-- PROBLEM TO SOLVE --
Examine the entries and show every line in which the word "covered" is found.

-- EXTRACTED DATA --
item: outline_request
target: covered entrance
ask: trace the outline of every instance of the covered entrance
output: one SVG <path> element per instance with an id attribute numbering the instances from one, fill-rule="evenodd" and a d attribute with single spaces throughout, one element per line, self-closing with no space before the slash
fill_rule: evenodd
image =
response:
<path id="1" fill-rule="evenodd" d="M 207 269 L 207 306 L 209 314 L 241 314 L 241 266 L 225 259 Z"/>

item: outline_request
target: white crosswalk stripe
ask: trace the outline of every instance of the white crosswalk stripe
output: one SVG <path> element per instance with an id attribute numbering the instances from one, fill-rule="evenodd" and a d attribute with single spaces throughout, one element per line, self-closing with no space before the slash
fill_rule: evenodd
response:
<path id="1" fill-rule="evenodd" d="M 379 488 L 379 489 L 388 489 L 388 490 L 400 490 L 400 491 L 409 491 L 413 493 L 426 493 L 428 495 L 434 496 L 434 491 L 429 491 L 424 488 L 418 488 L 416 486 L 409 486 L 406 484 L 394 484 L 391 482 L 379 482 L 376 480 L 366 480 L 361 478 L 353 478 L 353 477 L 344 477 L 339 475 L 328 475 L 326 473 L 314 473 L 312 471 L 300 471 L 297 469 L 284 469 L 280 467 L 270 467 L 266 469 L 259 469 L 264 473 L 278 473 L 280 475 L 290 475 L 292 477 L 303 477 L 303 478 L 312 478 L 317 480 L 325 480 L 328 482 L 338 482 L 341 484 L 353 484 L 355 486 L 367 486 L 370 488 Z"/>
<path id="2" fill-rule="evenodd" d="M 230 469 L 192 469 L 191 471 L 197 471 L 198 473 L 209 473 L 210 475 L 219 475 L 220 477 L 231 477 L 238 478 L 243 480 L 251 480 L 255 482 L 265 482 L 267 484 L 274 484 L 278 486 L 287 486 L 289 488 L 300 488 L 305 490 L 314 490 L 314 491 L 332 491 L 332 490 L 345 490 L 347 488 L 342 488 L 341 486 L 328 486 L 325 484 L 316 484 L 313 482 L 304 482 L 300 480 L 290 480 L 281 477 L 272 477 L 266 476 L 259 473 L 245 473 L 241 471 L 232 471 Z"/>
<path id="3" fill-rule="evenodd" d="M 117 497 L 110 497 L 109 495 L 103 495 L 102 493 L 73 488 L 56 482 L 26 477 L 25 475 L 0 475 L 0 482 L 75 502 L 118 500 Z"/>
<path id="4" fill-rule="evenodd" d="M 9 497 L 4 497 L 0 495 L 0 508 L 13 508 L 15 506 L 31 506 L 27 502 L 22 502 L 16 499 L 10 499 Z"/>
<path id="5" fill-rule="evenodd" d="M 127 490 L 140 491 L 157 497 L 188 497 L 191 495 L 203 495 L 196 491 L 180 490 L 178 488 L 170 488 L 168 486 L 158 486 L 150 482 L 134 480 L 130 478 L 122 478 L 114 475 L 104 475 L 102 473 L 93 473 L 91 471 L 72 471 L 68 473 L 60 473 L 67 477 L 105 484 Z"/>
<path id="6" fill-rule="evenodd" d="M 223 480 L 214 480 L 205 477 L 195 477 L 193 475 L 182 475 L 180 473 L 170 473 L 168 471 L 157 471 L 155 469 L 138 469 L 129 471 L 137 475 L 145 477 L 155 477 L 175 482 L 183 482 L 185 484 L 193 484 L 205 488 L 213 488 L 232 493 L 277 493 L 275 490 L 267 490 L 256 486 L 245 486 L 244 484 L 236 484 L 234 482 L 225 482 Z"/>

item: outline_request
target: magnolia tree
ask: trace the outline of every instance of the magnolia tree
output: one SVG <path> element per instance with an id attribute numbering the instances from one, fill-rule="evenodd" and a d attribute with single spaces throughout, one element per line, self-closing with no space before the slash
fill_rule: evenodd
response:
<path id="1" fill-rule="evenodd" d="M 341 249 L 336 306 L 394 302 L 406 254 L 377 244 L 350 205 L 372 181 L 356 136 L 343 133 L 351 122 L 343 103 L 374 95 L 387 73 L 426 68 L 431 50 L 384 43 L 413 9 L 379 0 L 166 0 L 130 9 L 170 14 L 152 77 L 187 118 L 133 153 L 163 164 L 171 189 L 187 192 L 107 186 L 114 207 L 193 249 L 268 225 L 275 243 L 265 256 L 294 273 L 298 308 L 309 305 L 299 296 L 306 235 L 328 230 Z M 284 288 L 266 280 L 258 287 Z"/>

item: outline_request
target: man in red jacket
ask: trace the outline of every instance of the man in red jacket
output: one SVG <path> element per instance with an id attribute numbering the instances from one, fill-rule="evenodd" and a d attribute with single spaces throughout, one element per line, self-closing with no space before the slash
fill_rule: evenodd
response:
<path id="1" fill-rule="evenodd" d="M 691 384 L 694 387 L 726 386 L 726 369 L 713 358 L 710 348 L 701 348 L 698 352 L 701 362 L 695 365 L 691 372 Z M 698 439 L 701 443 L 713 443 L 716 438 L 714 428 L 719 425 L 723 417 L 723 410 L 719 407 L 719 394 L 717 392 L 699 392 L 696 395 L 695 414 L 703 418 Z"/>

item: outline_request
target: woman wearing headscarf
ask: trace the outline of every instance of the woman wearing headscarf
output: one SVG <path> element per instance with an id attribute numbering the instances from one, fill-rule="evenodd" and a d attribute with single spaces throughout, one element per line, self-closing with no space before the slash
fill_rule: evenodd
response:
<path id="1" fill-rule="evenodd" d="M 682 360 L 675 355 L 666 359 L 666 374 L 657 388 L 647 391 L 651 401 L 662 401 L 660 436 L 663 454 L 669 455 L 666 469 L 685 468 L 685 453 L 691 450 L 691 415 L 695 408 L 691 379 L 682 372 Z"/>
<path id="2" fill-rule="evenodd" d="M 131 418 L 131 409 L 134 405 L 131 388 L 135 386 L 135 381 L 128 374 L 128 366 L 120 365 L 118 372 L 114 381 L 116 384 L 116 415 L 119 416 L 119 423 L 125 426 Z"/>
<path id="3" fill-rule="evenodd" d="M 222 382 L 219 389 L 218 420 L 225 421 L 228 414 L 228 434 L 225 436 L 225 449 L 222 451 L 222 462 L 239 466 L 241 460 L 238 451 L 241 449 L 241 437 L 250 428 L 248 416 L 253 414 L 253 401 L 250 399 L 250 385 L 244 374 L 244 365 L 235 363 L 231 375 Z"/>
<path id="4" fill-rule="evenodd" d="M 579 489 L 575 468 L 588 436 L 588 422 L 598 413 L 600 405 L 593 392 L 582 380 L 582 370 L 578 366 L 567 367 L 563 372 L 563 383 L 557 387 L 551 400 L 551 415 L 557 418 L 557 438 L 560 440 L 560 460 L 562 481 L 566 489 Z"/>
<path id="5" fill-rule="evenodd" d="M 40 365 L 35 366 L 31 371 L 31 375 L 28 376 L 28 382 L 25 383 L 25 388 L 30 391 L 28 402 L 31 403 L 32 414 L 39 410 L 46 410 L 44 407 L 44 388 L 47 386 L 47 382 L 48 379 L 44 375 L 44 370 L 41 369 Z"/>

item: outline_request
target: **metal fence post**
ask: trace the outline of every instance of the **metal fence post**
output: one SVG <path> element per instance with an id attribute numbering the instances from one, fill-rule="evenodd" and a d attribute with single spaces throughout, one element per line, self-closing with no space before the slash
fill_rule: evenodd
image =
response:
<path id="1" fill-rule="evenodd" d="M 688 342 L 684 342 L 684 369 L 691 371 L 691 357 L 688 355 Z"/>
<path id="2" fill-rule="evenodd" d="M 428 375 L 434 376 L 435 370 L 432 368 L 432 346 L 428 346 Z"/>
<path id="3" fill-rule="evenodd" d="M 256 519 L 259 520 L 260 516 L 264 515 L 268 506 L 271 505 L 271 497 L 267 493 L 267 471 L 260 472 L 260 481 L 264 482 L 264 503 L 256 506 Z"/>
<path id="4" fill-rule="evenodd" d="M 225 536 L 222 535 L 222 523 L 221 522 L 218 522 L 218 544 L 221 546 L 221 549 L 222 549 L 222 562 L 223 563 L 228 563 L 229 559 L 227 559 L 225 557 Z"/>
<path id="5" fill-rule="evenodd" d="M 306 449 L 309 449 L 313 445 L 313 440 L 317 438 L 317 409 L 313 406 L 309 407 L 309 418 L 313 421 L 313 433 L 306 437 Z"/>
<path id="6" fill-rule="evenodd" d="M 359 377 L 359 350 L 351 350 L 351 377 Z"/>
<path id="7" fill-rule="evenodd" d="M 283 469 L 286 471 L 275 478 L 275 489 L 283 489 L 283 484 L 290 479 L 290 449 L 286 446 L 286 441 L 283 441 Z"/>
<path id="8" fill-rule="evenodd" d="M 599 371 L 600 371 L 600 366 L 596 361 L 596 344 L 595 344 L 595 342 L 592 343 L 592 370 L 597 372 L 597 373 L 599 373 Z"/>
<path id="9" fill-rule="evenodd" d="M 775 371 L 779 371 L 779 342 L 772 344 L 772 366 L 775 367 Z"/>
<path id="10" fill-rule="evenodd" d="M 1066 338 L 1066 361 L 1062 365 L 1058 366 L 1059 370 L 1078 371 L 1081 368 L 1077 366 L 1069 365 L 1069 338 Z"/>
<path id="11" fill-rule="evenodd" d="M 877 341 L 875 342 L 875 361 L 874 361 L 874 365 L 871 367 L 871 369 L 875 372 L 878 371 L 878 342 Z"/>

-- EXERCISE ANSWER --
target: covered entrance
ask: trace the outline of every instance of the covered entrance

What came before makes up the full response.